__Your task__.
Please render every line of the entries below as a JSON list of strings, one string per line, with blank lines omitted.

## START Supplied records

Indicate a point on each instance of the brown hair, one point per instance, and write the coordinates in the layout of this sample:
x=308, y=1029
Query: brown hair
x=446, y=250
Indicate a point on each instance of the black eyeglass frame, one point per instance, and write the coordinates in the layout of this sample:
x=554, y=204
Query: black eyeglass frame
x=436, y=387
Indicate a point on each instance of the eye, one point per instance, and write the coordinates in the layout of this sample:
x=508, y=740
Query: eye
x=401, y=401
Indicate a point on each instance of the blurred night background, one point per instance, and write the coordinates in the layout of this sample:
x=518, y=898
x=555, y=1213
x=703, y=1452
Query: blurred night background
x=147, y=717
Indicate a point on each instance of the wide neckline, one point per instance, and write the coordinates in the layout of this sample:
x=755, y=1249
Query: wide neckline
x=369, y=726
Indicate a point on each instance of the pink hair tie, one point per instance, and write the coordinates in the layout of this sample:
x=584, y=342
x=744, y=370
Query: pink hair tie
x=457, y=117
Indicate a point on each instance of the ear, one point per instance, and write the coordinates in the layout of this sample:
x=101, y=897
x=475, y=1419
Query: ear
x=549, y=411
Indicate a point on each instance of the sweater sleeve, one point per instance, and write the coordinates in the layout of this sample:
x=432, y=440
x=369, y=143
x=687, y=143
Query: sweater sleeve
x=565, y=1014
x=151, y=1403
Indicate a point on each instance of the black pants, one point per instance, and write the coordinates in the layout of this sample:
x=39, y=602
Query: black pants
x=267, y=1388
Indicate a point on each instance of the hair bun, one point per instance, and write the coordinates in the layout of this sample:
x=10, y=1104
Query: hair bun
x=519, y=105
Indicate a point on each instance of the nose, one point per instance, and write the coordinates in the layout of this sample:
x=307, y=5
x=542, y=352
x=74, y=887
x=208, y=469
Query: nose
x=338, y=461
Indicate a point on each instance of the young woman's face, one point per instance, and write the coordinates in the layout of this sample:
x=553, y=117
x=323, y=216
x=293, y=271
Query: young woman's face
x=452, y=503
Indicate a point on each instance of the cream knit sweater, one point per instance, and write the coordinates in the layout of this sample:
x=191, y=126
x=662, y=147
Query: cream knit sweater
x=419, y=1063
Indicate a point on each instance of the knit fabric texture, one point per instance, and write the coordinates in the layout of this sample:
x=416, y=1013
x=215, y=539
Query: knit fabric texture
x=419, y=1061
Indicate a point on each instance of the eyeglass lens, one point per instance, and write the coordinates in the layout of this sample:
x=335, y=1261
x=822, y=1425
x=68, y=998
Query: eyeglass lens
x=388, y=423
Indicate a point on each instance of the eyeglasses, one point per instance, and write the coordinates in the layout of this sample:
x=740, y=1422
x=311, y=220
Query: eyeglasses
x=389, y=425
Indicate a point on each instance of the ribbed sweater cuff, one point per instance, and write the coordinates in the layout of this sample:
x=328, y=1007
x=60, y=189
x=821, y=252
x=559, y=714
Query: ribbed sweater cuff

## END Supplied records

__Task response__.
[
  "Indicate a point on each instance of the brown hair, one point per instance, and write the coordinates in the layout of this sample:",
  "x=308, y=1029",
  "Query: brown hair",
  "x=446, y=250",
  "Indicate a point on each instance of the black eyeglass frame, one point per instance, and write the coordinates in the layout of this sample:",
  "x=554, y=204",
  "Query: black eyeglass frame",
  "x=436, y=387",
  "Indicate a point on each instance of the eye, one point per instance, and write the coordinates in the layout of this sample:",
  "x=508, y=740",
  "Query: eye",
  "x=401, y=401",
  "Indicate a point on each instance of the blurred night background, one point per instance, and write the coordinates in the layout of this sample:",
  "x=518, y=898",
  "x=555, y=1213",
  "x=703, y=1452",
  "Query: blurred night background",
  "x=147, y=717",
  "Indicate a point on each instance of the wide neckline, one point per instance, and write the coordinates in the layout of this sample:",
  "x=755, y=1249",
  "Query: wide neckline",
  "x=369, y=726",
  "Indicate a point on each instance of the pink hair tie, one point per instance, and write the coordinates in the layout of this sample:",
  "x=584, y=342",
  "x=744, y=370",
  "Query: pink hair tie",
  "x=457, y=117",
  "Indicate a point on each instance of the ear, one point per instance, and write the coordinates in the layout of this sample:",
  "x=101, y=897",
  "x=475, y=1419",
  "Query: ear",
  "x=549, y=411",
  "Indicate a point on each instance of the sweater sleeve, one point per instance, and write the coordinates in the layout of this sample:",
  "x=432, y=440",
  "x=369, y=143",
  "x=687, y=143",
  "Query: sweater sleeve",
  "x=565, y=1014",
  "x=151, y=1403",
  "Indicate a point on each instance of the black pants, one point per instance, and write the coordinates in the layout of this sample:",
  "x=39, y=602",
  "Query: black pants",
  "x=267, y=1388",
  "Indicate a point on each instance of the hair bun, one point per instance, and write the coordinates in the layout of this sample:",
  "x=10, y=1104",
  "Query: hair bun",
  "x=519, y=105",
  "Indicate a point on each instance of the nose, one point per instance, and write the coordinates in the layout of this sample:",
  "x=307, y=5",
  "x=542, y=352",
  "x=74, y=887",
  "x=208, y=469",
  "Query: nose",
  "x=338, y=461",
  "Indicate a point on each instance of the young woman's face, one point per instance, and write the coordinates in the layout of this sample:",
  "x=553, y=117",
  "x=323, y=216",
  "x=293, y=271",
  "Query: young woman's face",
  "x=452, y=503",
  "Indicate a point on each instance of the cream knit sweater, one point per instance, and write the coordinates in the layout of this sample:",
  "x=191, y=126",
  "x=662, y=147",
  "Query: cream knit sweater",
  "x=419, y=1063",
  "Indicate a point on each instance of the knit fabric texture, one point per instance, and write the coordinates in the layout of this sample:",
  "x=416, y=1013",
  "x=215, y=539",
  "Query: knit fabric texture",
  "x=419, y=1061",
  "Indicate a point on each instance of the eyeglass lens, one point per instance, and write the coordinates in the layout of this sample:",
  "x=335, y=1261",
  "x=822, y=1425",
  "x=68, y=998",
  "Query: eyeglass lens",
  "x=388, y=423",
  "Indicate a point on each instance of the eyeglasses, one point per instance, and write the coordinates in the layout of this sample:",
  "x=740, y=1422",
  "x=311, y=220",
  "Query: eyeglasses",
  "x=389, y=425",
  "Indicate a point on each instance of the ribbed sweater cuff, one point per instance, and write the coordinates in the layout of this sample:",
  "x=328, y=1007",
  "x=60, y=189",
  "x=821, y=252",
  "x=559, y=714",
  "Query: ribbed sweater cuff"
]